**What you need to do:**
Reproduce the passage of the article on Discovery Holdings' annual results starting at "The health-care environment" and ending at "the group said.".

**Supplied text:**
=== Section Start ===
Discovery Holdings had found a strong correlation between its innovative behaviour-based model and its business growth, the health insurer’s chief executive, Adrian Gore, said yesterday.
The company’s model of trying to address some of the societal problems in an innovative and engaging way was finally paying off, he said. Some of the initiatives, including the company’s loyalty programme Vitality, were also being tested in global markets such as the UK, US and Asia.
“Discovery’s business model is a powerful asset as it enables a composite view of a client’s risk behaviour, which can include nutrition and exercise habits, as well as their driving behaviour.
“By rewarding better behaviour, the actuarial dynamics improve considerably, resulting in savings across the business,” Gore said.
One trend that Discovery had picked up when it came to better behaviour of its clients was that people who were part of Discovery Insurer were becoming better drivers. “We have even [noticed] that women were actually better drivers,” Gore said.
For the year to June, Discovery was able to lift its normalised profit from operations by 23 percent to R4.9 billion with new business growth of 15 percent to R12.1bn. Headline earnings grew by 24 percent to R3.4bn.
“We are finding a very strong correlation in what we are trying to do and the results we are achieving,” Gore said.
Discovery Health in South Africa exceeded expectations with operating profit up 10 percent to R1.86bn. However, Gore was concerned about the continuing increase in health-care inflation, saying it made health care unaffordable.
The health-care environment remained complex, characterised by an increasing disease burden, a deepening shortage of physicians in key disciplines, continued upward cost pressure and legislative reform, the group said.
The division was able to increase its new business by 4 percent to R5bn, with lives under management for all schemes growing to 2.9 million.
Its Discovery Life division grew operating profits by 23 percent to R2.5bn, driven by new business growth of 6 percent to R2bn.
“Discovery Life’s performance further validates the efficacy of the model, and its unique shared value attributes.
“The model not only creates value for clients as they experience better value for money and policyholder returns, but the insurer benefits from superior actuarial dynamics and higher profit margins,” he said.
The group’s secondary market, the UK, managed to lift profit by 33 percent to R628 million with new business growing by 35 percent to R2.1bn and a member base of 800 000.
The scale and relevance of the UK business reflected a vision to build an exemplar of the South African model and assets and had manifested in the best business in Britain, said Gore.
Discovery’s share price gained 2.49 percent to close at R99.30 on the JSE yesterday.
=== Section End ===
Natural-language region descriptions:
=== Section Start ===
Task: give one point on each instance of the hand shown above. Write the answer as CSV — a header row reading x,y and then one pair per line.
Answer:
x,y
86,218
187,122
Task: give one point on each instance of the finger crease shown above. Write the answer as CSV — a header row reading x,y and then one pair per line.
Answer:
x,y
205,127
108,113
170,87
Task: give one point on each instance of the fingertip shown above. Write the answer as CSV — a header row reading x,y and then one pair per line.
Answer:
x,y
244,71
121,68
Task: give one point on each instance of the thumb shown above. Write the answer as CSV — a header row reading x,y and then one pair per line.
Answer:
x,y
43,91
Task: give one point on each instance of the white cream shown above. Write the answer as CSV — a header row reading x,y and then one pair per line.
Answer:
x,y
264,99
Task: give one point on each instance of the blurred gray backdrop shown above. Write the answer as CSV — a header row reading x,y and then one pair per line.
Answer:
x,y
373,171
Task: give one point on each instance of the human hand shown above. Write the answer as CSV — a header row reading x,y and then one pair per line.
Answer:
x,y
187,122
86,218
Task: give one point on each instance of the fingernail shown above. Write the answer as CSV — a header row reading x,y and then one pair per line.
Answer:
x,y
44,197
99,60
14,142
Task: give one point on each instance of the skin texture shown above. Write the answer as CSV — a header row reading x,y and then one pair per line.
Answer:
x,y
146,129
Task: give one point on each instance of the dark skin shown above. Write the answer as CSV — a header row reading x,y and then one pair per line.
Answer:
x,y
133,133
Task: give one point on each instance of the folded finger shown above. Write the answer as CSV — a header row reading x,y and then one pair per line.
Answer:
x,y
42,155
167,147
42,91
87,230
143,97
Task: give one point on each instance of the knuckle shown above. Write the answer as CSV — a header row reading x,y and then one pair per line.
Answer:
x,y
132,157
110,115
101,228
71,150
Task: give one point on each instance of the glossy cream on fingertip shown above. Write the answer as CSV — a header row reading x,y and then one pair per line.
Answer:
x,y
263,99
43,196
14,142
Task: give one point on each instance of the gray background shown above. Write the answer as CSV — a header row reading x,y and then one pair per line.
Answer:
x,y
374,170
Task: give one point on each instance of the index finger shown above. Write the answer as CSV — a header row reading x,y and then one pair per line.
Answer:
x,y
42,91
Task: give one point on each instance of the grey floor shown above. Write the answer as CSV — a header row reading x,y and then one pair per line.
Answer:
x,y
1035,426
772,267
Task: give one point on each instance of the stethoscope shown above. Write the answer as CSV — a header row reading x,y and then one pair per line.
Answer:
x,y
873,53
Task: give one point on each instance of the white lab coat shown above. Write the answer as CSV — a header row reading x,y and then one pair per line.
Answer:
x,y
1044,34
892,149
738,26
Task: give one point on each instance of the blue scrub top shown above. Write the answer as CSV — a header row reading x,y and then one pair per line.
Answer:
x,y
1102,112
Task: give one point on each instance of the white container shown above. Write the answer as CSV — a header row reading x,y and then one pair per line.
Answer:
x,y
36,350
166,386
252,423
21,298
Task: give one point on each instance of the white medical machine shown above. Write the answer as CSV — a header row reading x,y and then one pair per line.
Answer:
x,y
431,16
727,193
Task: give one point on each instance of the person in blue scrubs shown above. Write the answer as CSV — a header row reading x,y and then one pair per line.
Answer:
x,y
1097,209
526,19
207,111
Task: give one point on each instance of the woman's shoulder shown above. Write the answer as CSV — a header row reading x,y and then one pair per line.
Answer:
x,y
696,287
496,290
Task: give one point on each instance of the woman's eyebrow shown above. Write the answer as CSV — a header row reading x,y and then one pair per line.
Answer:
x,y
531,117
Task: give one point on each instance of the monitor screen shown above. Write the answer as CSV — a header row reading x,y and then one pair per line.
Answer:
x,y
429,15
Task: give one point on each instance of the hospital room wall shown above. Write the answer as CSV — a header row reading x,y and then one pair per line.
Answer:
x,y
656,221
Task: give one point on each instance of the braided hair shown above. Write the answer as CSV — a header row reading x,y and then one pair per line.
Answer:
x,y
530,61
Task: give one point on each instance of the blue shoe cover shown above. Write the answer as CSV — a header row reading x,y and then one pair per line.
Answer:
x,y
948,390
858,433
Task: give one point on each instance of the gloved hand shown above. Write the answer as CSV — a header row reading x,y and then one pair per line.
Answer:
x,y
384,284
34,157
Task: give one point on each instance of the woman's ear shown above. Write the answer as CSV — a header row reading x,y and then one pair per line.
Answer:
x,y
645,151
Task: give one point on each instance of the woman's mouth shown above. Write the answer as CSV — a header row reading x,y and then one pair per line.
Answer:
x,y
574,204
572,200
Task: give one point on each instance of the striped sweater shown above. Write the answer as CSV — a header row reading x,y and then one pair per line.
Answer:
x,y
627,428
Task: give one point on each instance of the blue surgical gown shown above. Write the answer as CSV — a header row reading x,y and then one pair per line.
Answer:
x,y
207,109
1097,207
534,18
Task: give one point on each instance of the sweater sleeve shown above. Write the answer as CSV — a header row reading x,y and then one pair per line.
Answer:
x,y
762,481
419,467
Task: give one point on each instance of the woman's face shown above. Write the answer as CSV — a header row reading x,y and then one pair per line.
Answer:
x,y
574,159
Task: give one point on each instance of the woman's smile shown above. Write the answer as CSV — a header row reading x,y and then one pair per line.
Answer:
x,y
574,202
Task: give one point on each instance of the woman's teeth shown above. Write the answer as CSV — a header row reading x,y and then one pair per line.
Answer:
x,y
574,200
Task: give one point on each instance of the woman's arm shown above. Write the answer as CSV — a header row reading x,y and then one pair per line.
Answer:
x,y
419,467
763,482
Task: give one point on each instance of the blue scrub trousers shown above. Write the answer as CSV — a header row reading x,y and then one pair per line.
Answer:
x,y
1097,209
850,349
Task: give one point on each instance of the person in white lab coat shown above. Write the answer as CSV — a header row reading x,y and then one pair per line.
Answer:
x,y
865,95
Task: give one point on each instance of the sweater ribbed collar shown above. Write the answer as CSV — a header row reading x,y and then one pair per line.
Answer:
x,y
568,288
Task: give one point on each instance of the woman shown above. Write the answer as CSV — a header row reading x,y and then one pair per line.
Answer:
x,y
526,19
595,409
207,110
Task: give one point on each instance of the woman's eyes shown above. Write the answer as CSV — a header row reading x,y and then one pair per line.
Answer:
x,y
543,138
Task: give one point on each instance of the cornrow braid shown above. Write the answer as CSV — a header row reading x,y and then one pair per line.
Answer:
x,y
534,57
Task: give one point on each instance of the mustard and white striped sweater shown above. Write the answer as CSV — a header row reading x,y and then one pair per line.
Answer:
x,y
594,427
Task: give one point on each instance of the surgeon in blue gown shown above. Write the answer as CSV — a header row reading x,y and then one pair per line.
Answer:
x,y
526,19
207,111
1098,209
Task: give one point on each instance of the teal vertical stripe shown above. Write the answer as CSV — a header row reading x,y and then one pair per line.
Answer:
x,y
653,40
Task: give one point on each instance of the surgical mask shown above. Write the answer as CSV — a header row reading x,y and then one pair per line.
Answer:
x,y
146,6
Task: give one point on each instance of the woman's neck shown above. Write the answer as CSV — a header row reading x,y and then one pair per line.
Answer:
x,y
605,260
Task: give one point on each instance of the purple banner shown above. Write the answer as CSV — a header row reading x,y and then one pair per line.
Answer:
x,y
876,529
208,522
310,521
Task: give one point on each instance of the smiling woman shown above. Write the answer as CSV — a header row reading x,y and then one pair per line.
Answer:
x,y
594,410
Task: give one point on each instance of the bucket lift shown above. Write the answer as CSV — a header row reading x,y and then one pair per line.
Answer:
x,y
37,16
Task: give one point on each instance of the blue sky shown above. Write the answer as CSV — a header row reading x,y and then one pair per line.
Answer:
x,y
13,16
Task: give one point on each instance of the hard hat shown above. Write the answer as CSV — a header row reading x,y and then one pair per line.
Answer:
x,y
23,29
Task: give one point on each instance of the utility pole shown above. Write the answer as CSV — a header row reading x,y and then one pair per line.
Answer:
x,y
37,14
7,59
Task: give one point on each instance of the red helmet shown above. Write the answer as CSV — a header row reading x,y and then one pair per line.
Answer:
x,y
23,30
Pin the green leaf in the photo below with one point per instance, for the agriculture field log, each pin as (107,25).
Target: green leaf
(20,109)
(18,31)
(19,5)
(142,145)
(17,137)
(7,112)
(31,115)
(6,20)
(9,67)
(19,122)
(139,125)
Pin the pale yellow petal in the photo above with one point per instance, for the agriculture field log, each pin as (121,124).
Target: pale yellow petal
=== Section End ===
**Solution for this exercise:**
The health-care environment remained complex, characterised by an increasing disease burden, a deepening shortage of physicians in key disciplines, continued upward cost pressure and legislative reform, the group said.